WORK REQUIRED | Revise the entries below by changing every instance of "produce" to "draw", and leave everything else as it is.

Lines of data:
————
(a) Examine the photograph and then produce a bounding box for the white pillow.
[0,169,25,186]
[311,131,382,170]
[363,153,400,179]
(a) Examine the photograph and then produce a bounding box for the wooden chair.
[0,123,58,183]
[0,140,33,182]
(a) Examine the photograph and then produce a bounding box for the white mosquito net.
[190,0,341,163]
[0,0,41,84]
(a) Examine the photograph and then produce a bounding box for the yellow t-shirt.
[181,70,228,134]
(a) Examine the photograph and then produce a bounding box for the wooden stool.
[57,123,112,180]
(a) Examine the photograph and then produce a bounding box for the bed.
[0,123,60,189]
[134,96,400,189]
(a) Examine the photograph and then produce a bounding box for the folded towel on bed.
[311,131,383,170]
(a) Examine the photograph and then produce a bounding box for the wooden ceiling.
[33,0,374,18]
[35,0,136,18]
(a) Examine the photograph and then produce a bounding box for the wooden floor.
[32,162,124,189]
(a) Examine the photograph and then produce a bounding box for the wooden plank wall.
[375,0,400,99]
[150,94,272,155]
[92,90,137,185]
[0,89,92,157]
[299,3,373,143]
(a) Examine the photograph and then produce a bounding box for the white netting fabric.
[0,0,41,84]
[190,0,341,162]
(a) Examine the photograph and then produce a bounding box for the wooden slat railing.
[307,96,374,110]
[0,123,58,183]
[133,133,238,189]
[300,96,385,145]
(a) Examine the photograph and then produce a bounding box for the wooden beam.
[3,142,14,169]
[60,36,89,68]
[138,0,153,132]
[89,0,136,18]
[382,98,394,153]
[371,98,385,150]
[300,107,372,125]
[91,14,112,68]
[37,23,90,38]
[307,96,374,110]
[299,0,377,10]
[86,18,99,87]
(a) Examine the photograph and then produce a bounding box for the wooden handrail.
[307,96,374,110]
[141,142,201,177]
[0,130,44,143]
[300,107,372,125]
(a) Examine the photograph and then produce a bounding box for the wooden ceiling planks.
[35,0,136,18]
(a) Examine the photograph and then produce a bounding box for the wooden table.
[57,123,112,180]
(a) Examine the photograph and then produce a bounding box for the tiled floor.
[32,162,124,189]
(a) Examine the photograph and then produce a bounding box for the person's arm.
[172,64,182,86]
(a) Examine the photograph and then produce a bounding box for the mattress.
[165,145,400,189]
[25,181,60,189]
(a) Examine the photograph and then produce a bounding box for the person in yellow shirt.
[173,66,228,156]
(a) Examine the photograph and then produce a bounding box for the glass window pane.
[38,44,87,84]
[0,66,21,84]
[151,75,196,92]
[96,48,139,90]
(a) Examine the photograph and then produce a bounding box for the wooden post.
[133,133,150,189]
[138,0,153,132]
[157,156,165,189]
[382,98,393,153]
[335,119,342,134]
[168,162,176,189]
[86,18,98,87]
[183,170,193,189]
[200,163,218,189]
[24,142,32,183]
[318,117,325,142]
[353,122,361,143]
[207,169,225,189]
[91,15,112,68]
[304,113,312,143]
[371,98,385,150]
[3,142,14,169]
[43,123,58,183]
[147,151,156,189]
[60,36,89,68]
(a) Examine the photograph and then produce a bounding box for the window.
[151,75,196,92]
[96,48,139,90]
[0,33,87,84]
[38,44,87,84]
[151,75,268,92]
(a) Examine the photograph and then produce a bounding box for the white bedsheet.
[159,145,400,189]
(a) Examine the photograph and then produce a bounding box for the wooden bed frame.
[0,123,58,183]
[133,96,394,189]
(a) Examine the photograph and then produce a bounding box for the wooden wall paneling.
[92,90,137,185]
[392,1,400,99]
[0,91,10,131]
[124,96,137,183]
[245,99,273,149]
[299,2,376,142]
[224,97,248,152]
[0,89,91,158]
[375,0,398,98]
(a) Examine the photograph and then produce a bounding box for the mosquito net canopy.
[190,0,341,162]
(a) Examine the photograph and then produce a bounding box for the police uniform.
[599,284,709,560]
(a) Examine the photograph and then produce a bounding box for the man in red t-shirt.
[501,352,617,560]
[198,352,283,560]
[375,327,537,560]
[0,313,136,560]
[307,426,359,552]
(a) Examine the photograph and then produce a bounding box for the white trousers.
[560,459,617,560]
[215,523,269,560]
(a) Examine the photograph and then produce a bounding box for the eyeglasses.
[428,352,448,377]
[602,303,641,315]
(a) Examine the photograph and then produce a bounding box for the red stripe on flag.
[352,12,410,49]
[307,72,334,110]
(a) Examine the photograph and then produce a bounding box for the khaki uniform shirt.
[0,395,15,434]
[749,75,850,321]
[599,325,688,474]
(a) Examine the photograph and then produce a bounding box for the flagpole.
————
RESULT BELOW |
(a) Examine the photograph and then draw a bounding box for the white pillow.
[0,169,25,186]
[311,131,382,170]
[363,153,400,179]
(a) Examine the photograph and then draw a bounding box for the wooden chair.
[0,123,58,183]
[0,140,33,182]
(a) Examine the photograph and then draw a bounding box for the white mosquito net.
[190,0,341,163]
[0,0,41,84]
(a) Examine the photograph and then draw a bounding box for the yellow t-shirt.
[181,70,228,134]
(a) Examine the photograph and then draw a bounding box for the wooden stool.
[57,123,112,180]
(a) Examine the photograph and then draw a bounding box for the bed.
[0,123,60,189]
[134,96,400,189]
(a) Examine the photograph and then draw a bounding box for the folded towel on bed.
[311,131,383,170]
(a) Examine the photograph and then draw a bounding box for the wooden ceiling.
[33,0,374,18]
[35,0,136,18]
(a) Examine the photograph and then draw a bounding box for the wooden floor.
[32,162,124,189]
(a) Examine the photograph and then draw a bounding box for the wooden plank wall.
[375,0,400,99]
[150,94,272,155]
[92,90,137,185]
[0,89,92,157]
[299,3,373,143]
(a) Examine the photograph and then draw a bounding box for the white netting fabric.
[0,0,41,84]
[190,0,341,162]
(a) Examine the photograph and then draw a bounding box for the wooden slat railing.
[307,96,374,110]
[0,123,58,183]
[133,133,238,189]
[300,96,385,145]
(a) Examine the photograph and then draw a bounding box for the wooden beam.
[3,142,14,169]
[60,36,89,68]
[138,0,153,132]
[89,0,136,18]
[382,98,394,153]
[371,98,385,150]
[300,107,372,125]
[91,14,112,68]
[37,23,90,38]
[307,96,374,110]
[299,0,377,10]
[86,18,99,87]
(a) Examine the photograph and then draw a bounding box for the wooden handrail.
[307,96,374,110]
[141,142,201,177]
[0,130,44,143]
[300,107,372,125]
(a) Examine the photograph and then draw a bounding box for the wooden ceiling planks.
[35,0,136,18]
(a) Examine the photograph and then draw a bounding box for the wooden table.
[57,123,112,180]
(a) Examine the photograph and then draw a bounding box for the tiled floor.
[32,162,124,189]
(a) Examine the photograph and then draw a bounding box for the person's arm.
[172,64,182,86]
(a) Examine the photograph and then draw a bounding box for the mattress.
[165,145,400,189]
[25,181,60,189]
(a) Examine the photograph and then draw a bounding box for the person in yellow shirt.
[173,66,228,156]
(a) Examine the photograph and then draw a bounding box for the glass window pane.
[38,44,87,84]
[0,66,21,84]
[151,75,196,92]
[96,48,139,90]
(a) Examine the photograph and then draw a bounding box for the wooden post.
[133,133,150,189]
[138,0,153,132]
[157,156,165,189]
[382,98,393,153]
[335,119,342,134]
[168,162,176,189]
[86,18,98,87]
[183,170,193,189]
[200,163,218,189]
[24,142,32,183]
[318,117,325,142]
[353,122,361,143]
[207,169,225,189]
[91,15,112,68]
[304,113,312,143]
[371,98,385,150]
[3,142,14,169]
[43,123,58,183]
[147,151,156,189]
[60,36,89,68]
(a) Examine the photograph and then draw a bounding box for the window.
[151,75,196,92]
[96,48,139,90]
[0,33,87,84]
[38,44,87,84]
[151,75,268,92]
(a) Examine the photograph and then draw a bounding box for the white bedsheet.
[159,145,400,189]
(a) Examine the photograph and then draw a bounding box for the wooden bed frame.
[0,123,58,183]
[133,96,394,189]
(a) Examine the photograph and then draw a bounding box for the wooden wall paneling.
[92,90,137,185]
[392,1,400,99]
[0,91,10,131]
[124,96,137,183]
[245,99,273,149]
[299,2,376,142]
[224,97,248,152]
[0,89,91,158]
[375,0,398,98]
(a) Examine the photograph and then draw a bounding box for the mosquito net canopy.
[190,0,341,162]
(a) Examine the photograph and then draw a bounding box for the police uniform.
[599,284,709,560]
(a) Examine the photograph and then draw a bounding box for the man in red t-shirt.
[501,352,617,560]
[198,352,283,560]
[375,327,537,560]
[0,313,136,560]
[307,426,359,552]
(a) Examine the photograph and then draw a bounding box for the white trousers.
[560,459,617,560]
[215,523,269,560]
(a) Examine the photograph and then draw a bounding box for the eyeglasses.
[428,352,448,377]
[602,303,641,315]
(a) Examine the photograph and then draw a bounding box for the red stripe on flag.
[352,12,410,49]
[307,72,334,110]
(a) Examine the photograph and then draw a bounding box for the khaki uniform shirt.
[0,395,15,434]
[749,75,850,321]
[599,325,688,474]
(a) Examine the photograph and then draw a bounding box for the flagpole.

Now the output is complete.